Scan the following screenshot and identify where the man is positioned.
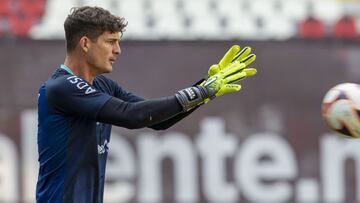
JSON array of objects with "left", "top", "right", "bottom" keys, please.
[{"left": 36, "top": 6, "right": 257, "bottom": 203}]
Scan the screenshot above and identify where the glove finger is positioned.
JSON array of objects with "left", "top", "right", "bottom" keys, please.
[
  {"left": 239, "top": 54, "right": 256, "bottom": 66},
  {"left": 243, "top": 68, "right": 257, "bottom": 76},
  {"left": 216, "top": 84, "right": 241, "bottom": 97},
  {"left": 219, "top": 45, "right": 240, "bottom": 69},
  {"left": 223, "top": 71, "right": 247, "bottom": 84},
  {"left": 225, "top": 68, "right": 257, "bottom": 84},
  {"left": 222, "top": 61, "right": 245, "bottom": 78},
  {"left": 232, "top": 46, "right": 251, "bottom": 63},
  {"left": 208, "top": 64, "right": 220, "bottom": 76}
]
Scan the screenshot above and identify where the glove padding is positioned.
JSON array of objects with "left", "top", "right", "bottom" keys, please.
[
  {"left": 202, "top": 61, "right": 255, "bottom": 98},
  {"left": 208, "top": 64, "right": 257, "bottom": 97}
]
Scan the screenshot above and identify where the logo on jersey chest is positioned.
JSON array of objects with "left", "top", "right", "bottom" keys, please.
[
  {"left": 98, "top": 139, "right": 109, "bottom": 155},
  {"left": 66, "top": 76, "right": 96, "bottom": 94}
]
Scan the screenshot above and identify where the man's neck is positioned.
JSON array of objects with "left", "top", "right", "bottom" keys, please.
[{"left": 64, "top": 55, "right": 96, "bottom": 84}]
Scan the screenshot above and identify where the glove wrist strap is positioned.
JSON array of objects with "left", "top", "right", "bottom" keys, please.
[{"left": 175, "top": 86, "right": 208, "bottom": 112}]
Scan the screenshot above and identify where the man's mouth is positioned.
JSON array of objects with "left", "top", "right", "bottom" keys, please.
[{"left": 109, "top": 58, "right": 116, "bottom": 64}]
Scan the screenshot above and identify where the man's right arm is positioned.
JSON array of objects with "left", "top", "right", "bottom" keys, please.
[
  {"left": 95, "top": 83, "right": 213, "bottom": 129},
  {"left": 105, "top": 76, "right": 204, "bottom": 130},
  {"left": 96, "top": 96, "right": 183, "bottom": 129},
  {"left": 48, "top": 58, "right": 255, "bottom": 130},
  {"left": 46, "top": 75, "right": 192, "bottom": 129}
]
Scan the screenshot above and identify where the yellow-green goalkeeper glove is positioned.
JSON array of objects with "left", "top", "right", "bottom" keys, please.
[
  {"left": 203, "top": 61, "right": 252, "bottom": 98},
  {"left": 208, "top": 63, "right": 257, "bottom": 97},
  {"left": 176, "top": 61, "right": 253, "bottom": 111},
  {"left": 199, "top": 45, "right": 257, "bottom": 103}
]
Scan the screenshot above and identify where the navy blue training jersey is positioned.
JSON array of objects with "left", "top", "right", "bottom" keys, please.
[{"left": 36, "top": 66, "right": 143, "bottom": 203}]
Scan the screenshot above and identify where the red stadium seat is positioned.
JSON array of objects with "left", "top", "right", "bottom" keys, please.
[
  {"left": 0, "top": 0, "right": 13, "bottom": 17},
  {"left": 8, "top": 12, "right": 38, "bottom": 37},
  {"left": 333, "top": 15, "right": 358, "bottom": 39},
  {"left": 18, "top": 0, "right": 46, "bottom": 17},
  {"left": 299, "top": 16, "right": 326, "bottom": 39}
]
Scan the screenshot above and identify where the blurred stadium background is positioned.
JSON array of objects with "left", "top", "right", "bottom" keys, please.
[{"left": 1, "top": 0, "right": 360, "bottom": 202}]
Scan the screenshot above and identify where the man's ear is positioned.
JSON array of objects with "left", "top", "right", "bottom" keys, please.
[{"left": 79, "top": 36, "right": 90, "bottom": 53}]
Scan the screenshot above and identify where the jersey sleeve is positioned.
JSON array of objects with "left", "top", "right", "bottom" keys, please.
[
  {"left": 97, "top": 75, "right": 144, "bottom": 102},
  {"left": 97, "top": 96, "right": 183, "bottom": 129},
  {"left": 46, "top": 75, "right": 185, "bottom": 129},
  {"left": 147, "top": 79, "right": 205, "bottom": 130},
  {"left": 98, "top": 76, "right": 204, "bottom": 130},
  {"left": 148, "top": 106, "right": 200, "bottom": 130},
  {"left": 46, "top": 75, "right": 112, "bottom": 119},
  {"left": 113, "top": 84, "right": 144, "bottom": 103}
]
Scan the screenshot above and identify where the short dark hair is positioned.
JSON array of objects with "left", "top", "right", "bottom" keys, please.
[{"left": 64, "top": 6, "right": 127, "bottom": 52}]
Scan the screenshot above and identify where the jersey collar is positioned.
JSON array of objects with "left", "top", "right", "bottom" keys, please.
[{"left": 60, "top": 64, "right": 74, "bottom": 75}]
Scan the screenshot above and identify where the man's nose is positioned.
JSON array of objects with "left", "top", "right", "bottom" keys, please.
[{"left": 114, "top": 43, "right": 121, "bottom": 55}]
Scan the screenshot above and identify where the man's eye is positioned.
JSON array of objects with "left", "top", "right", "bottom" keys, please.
[{"left": 107, "top": 41, "right": 116, "bottom": 45}]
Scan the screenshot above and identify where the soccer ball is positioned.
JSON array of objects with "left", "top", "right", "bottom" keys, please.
[{"left": 321, "top": 83, "right": 360, "bottom": 138}]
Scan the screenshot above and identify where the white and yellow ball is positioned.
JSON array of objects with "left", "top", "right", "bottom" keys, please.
[{"left": 322, "top": 83, "right": 360, "bottom": 138}]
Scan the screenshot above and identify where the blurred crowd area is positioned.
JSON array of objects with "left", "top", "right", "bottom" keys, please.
[{"left": 1, "top": 0, "right": 360, "bottom": 40}]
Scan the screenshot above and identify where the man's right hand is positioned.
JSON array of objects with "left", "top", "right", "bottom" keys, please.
[
  {"left": 176, "top": 61, "right": 257, "bottom": 112},
  {"left": 201, "top": 45, "right": 257, "bottom": 103},
  {"left": 202, "top": 61, "right": 257, "bottom": 99}
]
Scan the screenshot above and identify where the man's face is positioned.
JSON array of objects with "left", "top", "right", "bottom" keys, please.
[{"left": 86, "top": 31, "right": 121, "bottom": 74}]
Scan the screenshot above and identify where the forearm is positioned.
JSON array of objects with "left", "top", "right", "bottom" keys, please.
[
  {"left": 148, "top": 79, "right": 206, "bottom": 130},
  {"left": 96, "top": 70, "right": 234, "bottom": 129},
  {"left": 96, "top": 96, "right": 183, "bottom": 129},
  {"left": 149, "top": 106, "right": 200, "bottom": 130}
]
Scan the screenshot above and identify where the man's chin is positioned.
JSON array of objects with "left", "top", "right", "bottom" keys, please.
[{"left": 101, "top": 66, "right": 112, "bottom": 74}]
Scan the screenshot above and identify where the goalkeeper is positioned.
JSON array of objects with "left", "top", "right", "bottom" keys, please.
[{"left": 36, "top": 6, "right": 257, "bottom": 203}]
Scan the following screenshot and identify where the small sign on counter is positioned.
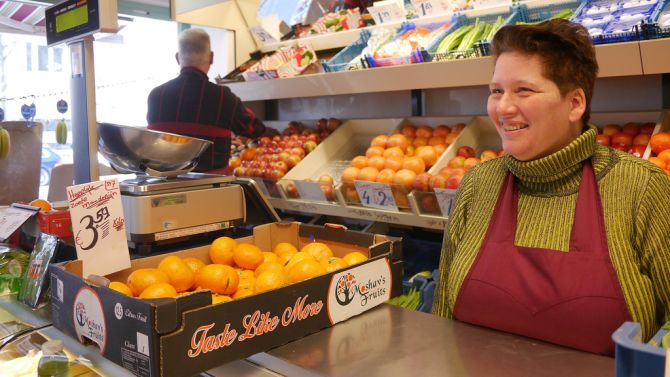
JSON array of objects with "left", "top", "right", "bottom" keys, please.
[
  {"left": 434, "top": 188, "right": 458, "bottom": 217},
  {"left": 66, "top": 179, "right": 130, "bottom": 277},
  {"left": 410, "top": 0, "right": 451, "bottom": 16},
  {"left": 0, "top": 205, "right": 38, "bottom": 241},
  {"left": 368, "top": 0, "right": 406, "bottom": 24}
]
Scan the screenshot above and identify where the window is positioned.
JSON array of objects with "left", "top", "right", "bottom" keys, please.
[
  {"left": 38, "top": 46, "right": 48, "bottom": 71},
  {"left": 53, "top": 48, "right": 62, "bottom": 72},
  {"left": 26, "top": 42, "right": 31, "bottom": 70}
]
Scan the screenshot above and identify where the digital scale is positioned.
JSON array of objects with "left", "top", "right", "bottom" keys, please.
[{"left": 45, "top": 0, "right": 118, "bottom": 47}]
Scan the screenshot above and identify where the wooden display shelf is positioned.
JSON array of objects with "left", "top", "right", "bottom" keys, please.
[
  {"left": 228, "top": 42, "right": 645, "bottom": 102},
  {"left": 267, "top": 197, "right": 449, "bottom": 230},
  {"left": 639, "top": 38, "right": 670, "bottom": 75}
]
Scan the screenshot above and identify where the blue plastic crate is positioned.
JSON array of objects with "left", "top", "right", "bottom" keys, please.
[
  {"left": 612, "top": 322, "right": 668, "bottom": 377},
  {"left": 644, "top": 0, "right": 670, "bottom": 38},
  {"left": 364, "top": 20, "right": 452, "bottom": 67},
  {"left": 516, "top": 0, "right": 582, "bottom": 24},
  {"left": 571, "top": 0, "right": 665, "bottom": 43},
  {"left": 425, "top": 8, "right": 523, "bottom": 61},
  {"left": 322, "top": 29, "right": 371, "bottom": 73},
  {"left": 401, "top": 269, "right": 439, "bottom": 313}
]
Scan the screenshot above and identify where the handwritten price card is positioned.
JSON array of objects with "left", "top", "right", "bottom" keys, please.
[
  {"left": 368, "top": 1, "right": 406, "bottom": 25},
  {"left": 434, "top": 188, "right": 458, "bottom": 217},
  {"left": 67, "top": 179, "right": 130, "bottom": 277},
  {"left": 0, "top": 206, "right": 36, "bottom": 241},
  {"left": 354, "top": 181, "right": 399, "bottom": 211},
  {"left": 410, "top": 0, "right": 451, "bottom": 17}
]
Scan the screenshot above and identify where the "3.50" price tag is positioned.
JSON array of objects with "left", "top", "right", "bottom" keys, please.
[
  {"left": 67, "top": 179, "right": 130, "bottom": 277},
  {"left": 354, "top": 181, "right": 399, "bottom": 211}
]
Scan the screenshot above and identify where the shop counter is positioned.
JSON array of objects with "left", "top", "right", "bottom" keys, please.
[{"left": 0, "top": 298, "right": 613, "bottom": 377}]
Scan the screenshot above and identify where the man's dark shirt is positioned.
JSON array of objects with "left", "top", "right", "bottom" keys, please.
[{"left": 147, "top": 67, "right": 265, "bottom": 173}]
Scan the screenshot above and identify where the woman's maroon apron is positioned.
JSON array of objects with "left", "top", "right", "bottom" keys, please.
[{"left": 453, "top": 161, "right": 631, "bottom": 355}]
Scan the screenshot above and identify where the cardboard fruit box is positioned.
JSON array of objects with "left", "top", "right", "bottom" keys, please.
[{"left": 48, "top": 222, "right": 403, "bottom": 377}]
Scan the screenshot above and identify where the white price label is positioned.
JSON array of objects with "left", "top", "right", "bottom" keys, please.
[
  {"left": 434, "top": 188, "right": 459, "bottom": 217},
  {"left": 67, "top": 179, "right": 130, "bottom": 277},
  {"left": 411, "top": 0, "right": 451, "bottom": 16},
  {"left": 368, "top": 3, "right": 406, "bottom": 25},
  {"left": 295, "top": 181, "right": 328, "bottom": 202},
  {"left": 354, "top": 181, "right": 399, "bottom": 211},
  {"left": 0, "top": 206, "right": 36, "bottom": 241},
  {"left": 249, "top": 26, "right": 278, "bottom": 45}
]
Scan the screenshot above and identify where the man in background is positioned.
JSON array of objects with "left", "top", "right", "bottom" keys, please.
[{"left": 147, "top": 28, "right": 268, "bottom": 174}]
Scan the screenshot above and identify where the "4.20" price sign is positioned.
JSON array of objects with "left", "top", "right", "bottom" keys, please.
[{"left": 354, "top": 181, "right": 399, "bottom": 211}]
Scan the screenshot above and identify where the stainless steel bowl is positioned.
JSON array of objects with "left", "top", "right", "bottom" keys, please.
[{"left": 97, "top": 122, "right": 213, "bottom": 177}]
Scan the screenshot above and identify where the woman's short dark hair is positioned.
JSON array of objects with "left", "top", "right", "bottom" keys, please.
[{"left": 491, "top": 19, "right": 598, "bottom": 125}]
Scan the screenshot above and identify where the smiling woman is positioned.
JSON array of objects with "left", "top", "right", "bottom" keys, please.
[{"left": 433, "top": 19, "right": 670, "bottom": 356}]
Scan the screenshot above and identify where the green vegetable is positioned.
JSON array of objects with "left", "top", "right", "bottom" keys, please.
[
  {"left": 387, "top": 288, "right": 422, "bottom": 310},
  {"left": 487, "top": 16, "right": 504, "bottom": 40},
  {"left": 436, "top": 24, "right": 473, "bottom": 53}
]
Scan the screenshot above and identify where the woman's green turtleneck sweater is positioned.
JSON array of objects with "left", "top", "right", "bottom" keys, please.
[{"left": 433, "top": 125, "right": 670, "bottom": 341}]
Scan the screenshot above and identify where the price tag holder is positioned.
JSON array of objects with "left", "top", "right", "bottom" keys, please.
[
  {"left": 368, "top": 1, "right": 406, "bottom": 25},
  {"left": 67, "top": 179, "right": 130, "bottom": 277},
  {"left": 249, "top": 26, "right": 278, "bottom": 45},
  {"left": 434, "top": 188, "right": 459, "bottom": 217},
  {"left": 410, "top": 0, "right": 451, "bottom": 17},
  {"left": 295, "top": 181, "right": 327, "bottom": 202},
  {"left": 354, "top": 181, "right": 399, "bottom": 211},
  {"left": 0, "top": 205, "right": 38, "bottom": 241}
]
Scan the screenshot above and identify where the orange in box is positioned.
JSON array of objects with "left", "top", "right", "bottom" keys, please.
[{"left": 37, "top": 209, "right": 72, "bottom": 237}]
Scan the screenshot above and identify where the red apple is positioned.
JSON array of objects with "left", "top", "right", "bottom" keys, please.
[
  {"left": 446, "top": 174, "right": 463, "bottom": 189},
  {"left": 480, "top": 150, "right": 498, "bottom": 161},
  {"left": 319, "top": 174, "right": 334, "bottom": 187},
  {"left": 304, "top": 140, "right": 317, "bottom": 153},
  {"left": 628, "top": 144, "right": 647, "bottom": 157},
  {"left": 318, "top": 118, "right": 328, "bottom": 131},
  {"left": 285, "top": 182, "right": 299, "bottom": 198},
  {"left": 429, "top": 174, "right": 448, "bottom": 190},
  {"left": 259, "top": 136, "right": 271, "bottom": 146},
  {"left": 611, "top": 132, "right": 633, "bottom": 148},
  {"left": 419, "top": 194, "right": 439, "bottom": 213},
  {"left": 290, "top": 147, "right": 305, "bottom": 158},
  {"left": 274, "top": 161, "right": 289, "bottom": 173},
  {"left": 596, "top": 134, "right": 611, "bottom": 146},
  {"left": 320, "top": 185, "right": 334, "bottom": 200},
  {"left": 463, "top": 157, "right": 481, "bottom": 171},
  {"left": 287, "top": 154, "right": 302, "bottom": 168},
  {"left": 306, "top": 133, "right": 319, "bottom": 143},
  {"left": 622, "top": 122, "right": 640, "bottom": 136},
  {"left": 438, "top": 167, "right": 455, "bottom": 178},
  {"left": 602, "top": 124, "right": 621, "bottom": 136},
  {"left": 451, "top": 123, "right": 466, "bottom": 134},
  {"left": 434, "top": 125, "right": 451, "bottom": 137},
  {"left": 448, "top": 156, "right": 466, "bottom": 169},
  {"left": 632, "top": 133, "right": 650, "bottom": 146},
  {"left": 456, "top": 146, "right": 476, "bottom": 159},
  {"left": 640, "top": 122, "right": 656, "bottom": 135},
  {"left": 327, "top": 118, "right": 341, "bottom": 132},
  {"left": 412, "top": 173, "right": 432, "bottom": 192},
  {"left": 612, "top": 144, "right": 629, "bottom": 152}
]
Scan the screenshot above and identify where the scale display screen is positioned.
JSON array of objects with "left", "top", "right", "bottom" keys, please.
[{"left": 45, "top": 0, "right": 100, "bottom": 46}]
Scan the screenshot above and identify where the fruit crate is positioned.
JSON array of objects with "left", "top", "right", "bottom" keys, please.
[
  {"left": 322, "top": 29, "right": 371, "bottom": 72},
  {"left": 279, "top": 118, "right": 404, "bottom": 207},
  {"left": 587, "top": 111, "right": 666, "bottom": 159},
  {"left": 425, "top": 6, "right": 522, "bottom": 61},
  {"left": 409, "top": 116, "right": 501, "bottom": 217},
  {"left": 612, "top": 321, "right": 668, "bottom": 377}
]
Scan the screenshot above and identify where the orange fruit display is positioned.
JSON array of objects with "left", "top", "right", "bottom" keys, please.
[
  {"left": 139, "top": 283, "right": 178, "bottom": 299},
  {"left": 237, "top": 276, "right": 256, "bottom": 291},
  {"left": 158, "top": 255, "right": 195, "bottom": 293},
  {"left": 343, "top": 252, "right": 369, "bottom": 266},
  {"left": 255, "top": 270, "right": 287, "bottom": 293},
  {"left": 209, "top": 237, "right": 237, "bottom": 266},
  {"left": 211, "top": 294, "right": 232, "bottom": 304},
  {"left": 127, "top": 268, "right": 169, "bottom": 296},
  {"left": 182, "top": 257, "right": 206, "bottom": 274},
  {"left": 108, "top": 281, "right": 134, "bottom": 296},
  {"left": 300, "top": 242, "right": 333, "bottom": 261},
  {"left": 234, "top": 243, "right": 264, "bottom": 270},
  {"left": 287, "top": 260, "right": 327, "bottom": 284},
  {"left": 233, "top": 288, "right": 254, "bottom": 299},
  {"left": 196, "top": 264, "right": 239, "bottom": 295},
  {"left": 262, "top": 252, "right": 279, "bottom": 263},
  {"left": 284, "top": 251, "right": 316, "bottom": 270}
]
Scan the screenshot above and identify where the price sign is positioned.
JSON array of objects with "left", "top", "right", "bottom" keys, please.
[
  {"left": 66, "top": 179, "right": 130, "bottom": 277},
  {"left": 434, "top": 188, "right": 459, "bottom": 217},
  {"left": 354, "top": 181, "right": 399, "bottom": 211},
  {"left": 249, "top": 26, "right": 278, "bottom": 45},
  {"left": 410, "top": 0, "right": 451, "bottom": 17},
  {"left": 295, "top": 181, "right": 328, "bottom": 202},
  {"left": 368, "top": 2, "right": 406, "bottom": 25},
  {"left": 0, "top": 206, "right": 37, "bottom": 241}
]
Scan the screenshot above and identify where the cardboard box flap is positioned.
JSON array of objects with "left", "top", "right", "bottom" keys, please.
[
  {"left": 152, "top": 291, "right": 212, "bottom": 335},
  {"left": 298, "top": 223, "right": 375, "bottom": 247}
]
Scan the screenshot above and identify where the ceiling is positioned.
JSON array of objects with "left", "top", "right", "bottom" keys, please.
[{"left": 0, "top": 0, "right": 171, "bottom": 35}]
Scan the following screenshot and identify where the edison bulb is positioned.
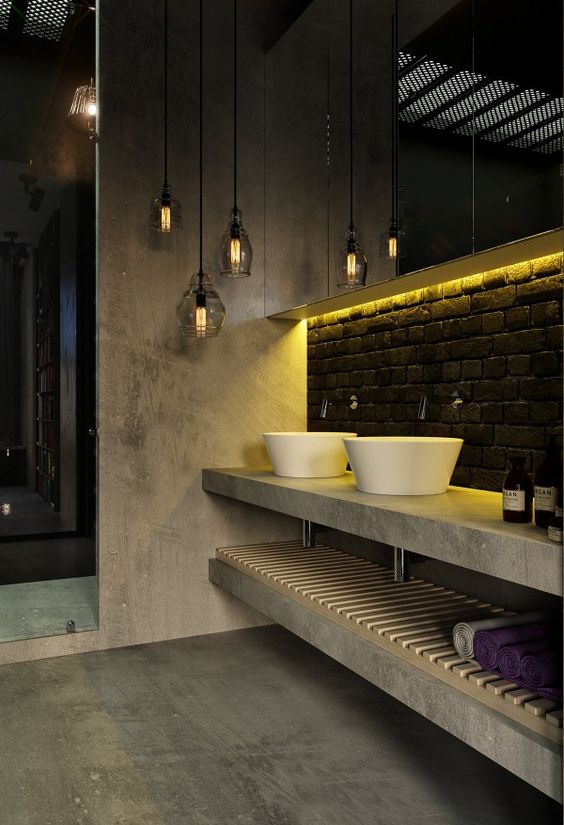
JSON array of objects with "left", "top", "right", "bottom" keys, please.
[
  {"left": 388, "top": 233, "right": 398, "bottom": 258},
  {"left": 160, "top": 205, "right": 171, "bottom": 232},
  {"left": 230, "top": 237, "right": 241, "bottom": 269},
  {"left": 87, "top": 102, "right": 97, "bottom": 117},
  {"left": 346, "top": 251, "right": 357, "bottom": 284},
  {"left": 195, "top": 305, "right": 207, "bottom": 337}
]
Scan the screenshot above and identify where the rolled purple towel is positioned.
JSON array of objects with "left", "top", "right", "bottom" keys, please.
[
  {"left": 498, "top": 639, "right": 555, "bottom": 682},
  {"left": 473, "top": 621, "right": 558, "bottom": 672},
  {"left": 521, "top": 649, "right": 562, "bottom": 689}
]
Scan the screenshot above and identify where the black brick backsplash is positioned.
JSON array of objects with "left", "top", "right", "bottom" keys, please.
[{"left": 307, "top": 254, "right": 563, "bottom": 492}]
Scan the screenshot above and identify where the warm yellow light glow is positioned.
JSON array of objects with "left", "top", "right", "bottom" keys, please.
[
  {"left": 388, "top": 234, "right": 398, "bottom": 258},
  {"left": 87, "top": 102, "right": 97, "bottom": 117},
  {"left": 196, "top": 305, "right": 207, "bottom": 337},
  {"left": 230, "top": 237, "right": 241, "bottom": 269},
  {"left": 160, "top": 205, "right": 171, "bottom": 232},
  {"left": 346, "top": 252, "right": 356, "bottom": 284}
]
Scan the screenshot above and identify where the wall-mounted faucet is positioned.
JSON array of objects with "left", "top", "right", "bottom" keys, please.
[
  {"left": 320, "top": 399, "right": 329, "bottom": 419},
  {"left": 417, "top": 395, "right": 427, "bottom": 421}
]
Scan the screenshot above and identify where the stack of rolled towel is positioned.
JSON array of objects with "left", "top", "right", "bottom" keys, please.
[{"left": 453, "top": 612, "right": 562, "bottom": 703}]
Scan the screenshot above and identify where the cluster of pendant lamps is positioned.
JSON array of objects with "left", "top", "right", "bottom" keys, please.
[{"left": 151, "top": 0, "right": 250, "bottom": 338}]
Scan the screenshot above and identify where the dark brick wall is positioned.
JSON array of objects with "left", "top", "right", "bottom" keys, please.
[{"left": 307, "top": 254, "right": 563, "bottom": 491}]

+ + + +

Every line that contains the string "dark" should be returned from the data.

Expected answer
Scan the screenshot above and identify where the short dark hair is positioned.
Scan the screenshot above and identify where the man's dark shirt is positioned.
Scan the screenshot above and identify where the woman's short dark hair is positioned.
Scan the screenshot above and identify where the dark brick wall is positioned.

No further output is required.